Text passage

+++

[SWLUG] Problems
Dafydd Harries
daf at parnassus.ath.cx
Wed Nov 12 18:03:45 UTC 2003
Ar Tue, Nov 11, 2003 at 06:59:06PM +0000, ysgrifennodd Chris M. Jackson:
> On Tue, 11 Nov 2003, Steve Anderson wrote:
>
> > Way-hey - my first reply after much lurking. Way-hey!
>
> and a very warm welcome to you. Take a mug of hot caffeinated fluid and
> join us by the fire. :)
>
> > Not defending it, it's a necessary evil, that's all.
>
> I feel your pain. I live in a house full of Windows users. All the
> computers in our house run Windows XP, with some exceptions. The "file
> server" is on Win2k, and one person has a PC which isn't quite up to XP
> spec and so runs Win98. Our self-proclaimed sysadmin seems to be of the
> opinion that Windows is the way to go, and that Linux is broken
> (s/kettle/pot). Assuming that this is true, then does that make the fact
> that 75%+ of the Internet is powered by Unix-based systems something of
> an anomaly? Does it therefore make 75% of sysadmins stupid?
> Of course, it might suggest that our house has a dumb sysadmin :)
Last year I was in a house with four other computer scientists. (And a
German/Japanese student. Guess who was the only female. She was also the
only one remotely interested in football, though. But I digress.) At the
beginning of the year, I was the only Linux user, and the others were
what you might call bi-curious. By the end of the year, everybody had a
Debian installation. (Even if everybody but me had a Windows
installation as well.)
It probably helped that we had a router with Debian on it sitting
between our ADSL and our switch, because everybody had an account on the
machine and could play around with it. (The Debian router, a Pentium 75 IIRC,
was very stable apart from trouble which I suspect was a dodgy early USB
bus which necessitated rebooting it every few weeks to get the modem
working again.)
> > b) WineX can play all the new games as well as XP can. So sometime
> > over the rainbow...
>
> That's my *only* reason for keeping a Windows boot (and the only thing I
> ever use it for anymore) - my framerates suffer terribly for multiplayer
> games. With reasonably-highish settings, I can muster 150fps on a good
> day playing UT on Windows. I daren't try the Linux version of UT - even
> Tux Racer gives me about 3spf (sic - after killing the usual unnecessary
> processes). Oh, well ...
> Start weighing those pies already :)
>
> > Red Hat 9 (hey, I'm a newbie - one of my cardboard-box mounted computers
> > is going to be Debian or Gentoo now I'm getting to grips)
>
> Given the choice of the two, I'd take Debian. The install process is
> painful at times, and up-to-date software is occasionally difficult to
> come by ("How many known bugs are you willing to live with?") though I'm
> told this is improving). That said, Debian-based systems have the very
> handy one-line install and upgrade mechanisms via apt - something which
> vanilla RPM has yet to achieve.

+++

Information supplied
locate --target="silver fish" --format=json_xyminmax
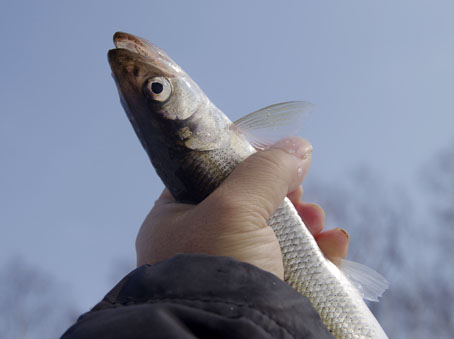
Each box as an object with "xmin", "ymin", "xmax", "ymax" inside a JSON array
[{"xmin": 108, "ymin": 32, "xmax": 387, "ymax": 339}]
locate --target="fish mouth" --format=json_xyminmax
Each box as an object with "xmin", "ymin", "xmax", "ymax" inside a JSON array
[{"xmin": 109, "ymin": 32, "xmax": 183, "ymax": 73}]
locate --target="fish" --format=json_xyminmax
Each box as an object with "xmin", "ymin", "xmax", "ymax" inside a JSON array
[{"xmin": 108, "ymin": 32, "xmax": 387, "ymax": 339}]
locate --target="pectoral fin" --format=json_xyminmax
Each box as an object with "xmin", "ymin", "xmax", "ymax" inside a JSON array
[{"xmin": 234, "ymin": 101, "xmax": 314, "ymax": 149}]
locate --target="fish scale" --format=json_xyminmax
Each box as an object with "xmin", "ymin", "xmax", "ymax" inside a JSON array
[
  {"xmin": 109, "ymin": 33, "xmax": 387, "ymax": 339},
  {"xmin": 268, "ymin": 198, "xmax": 382, "ymax": 338}
]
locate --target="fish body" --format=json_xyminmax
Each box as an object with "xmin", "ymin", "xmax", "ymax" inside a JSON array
[{"xmin": 108, "ymin": 33, "xmax": 387, "ymax": 339}]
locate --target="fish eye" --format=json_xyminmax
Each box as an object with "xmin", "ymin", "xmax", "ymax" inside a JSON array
[{"xmin": 144, "ymin": 77, "xmax": 172, "ymax": 102}]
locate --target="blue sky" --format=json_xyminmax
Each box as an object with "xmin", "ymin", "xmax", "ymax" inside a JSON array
[{"xmin": 0, "ymin": 0, "xmax": 454, "ymax": 309}]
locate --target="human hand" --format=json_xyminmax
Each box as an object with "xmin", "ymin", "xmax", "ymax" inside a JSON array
[{"xmin": 136, "ymin": 138, "xmax": 348, "ymax": 279}]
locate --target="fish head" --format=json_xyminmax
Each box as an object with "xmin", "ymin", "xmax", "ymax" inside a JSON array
[
  {"xmin": 108, "ymin": 32, "xmax": 206, "ymax": 126},
  {"xmin": 108, "ymin": 33, "xmax": 239, "ymax": 201}
]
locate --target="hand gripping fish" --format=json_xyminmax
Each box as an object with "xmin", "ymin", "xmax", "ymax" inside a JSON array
[{"xmin": 108, "ymin": 32, "xmax": 387, "ymax": 339}]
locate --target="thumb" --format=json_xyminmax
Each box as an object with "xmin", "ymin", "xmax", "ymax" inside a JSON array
[{"xmin": 210, "ymin": 137, "xmax": 312, "ymax": 222}]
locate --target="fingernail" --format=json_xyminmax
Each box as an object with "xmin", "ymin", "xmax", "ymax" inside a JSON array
[
  {"xmin": 271, "ymin": 137, "xmax": 312, "ymax": 159},
  {"xmin": 339, "ymin": 228, "xmax": 350, "ymax": 240}
]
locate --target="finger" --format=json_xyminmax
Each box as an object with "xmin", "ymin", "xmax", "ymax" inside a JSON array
[
  {"xmin": 287, "ymin": 185, "xmax": 303, "ymax": 205},
  {"xmin": 209, "ymin": 137, "xmax": 312, "ymax": 220},
  {"xmin": 315, "ymin": 228, "xmax": 349, "ymax": 259},
  {"xmin": 294, "ymin": 201, "xmax": 325, "ymax": 236}
]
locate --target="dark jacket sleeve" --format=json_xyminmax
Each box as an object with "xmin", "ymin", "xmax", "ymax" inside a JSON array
[{"xmin": 62, "ymin": 254, "xmax": 332, "ymax": 339}]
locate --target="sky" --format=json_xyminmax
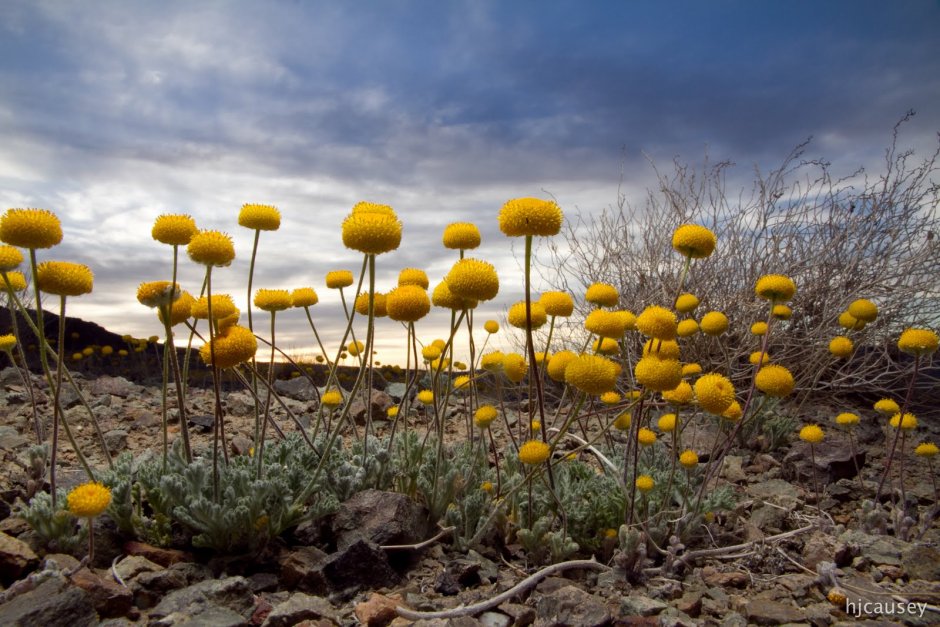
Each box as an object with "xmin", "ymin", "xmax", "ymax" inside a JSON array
[{"xmin": 0, "ymin": 0, "xmax": 940, "ymax": 361}]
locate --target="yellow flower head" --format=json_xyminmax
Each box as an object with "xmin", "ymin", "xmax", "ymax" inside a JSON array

+++

Brief 1
In the mailing list post, how many other computer scientists did the writer share a house with last year?
Brief 2
Return each line of the listing that contains the string "hand". Case counts.

Worked answer 1
Four.

Worked answer 2
locate --target="human hand" --format=json_xyminmax
locate --target="hand gripping fish" --format=json_xyminmax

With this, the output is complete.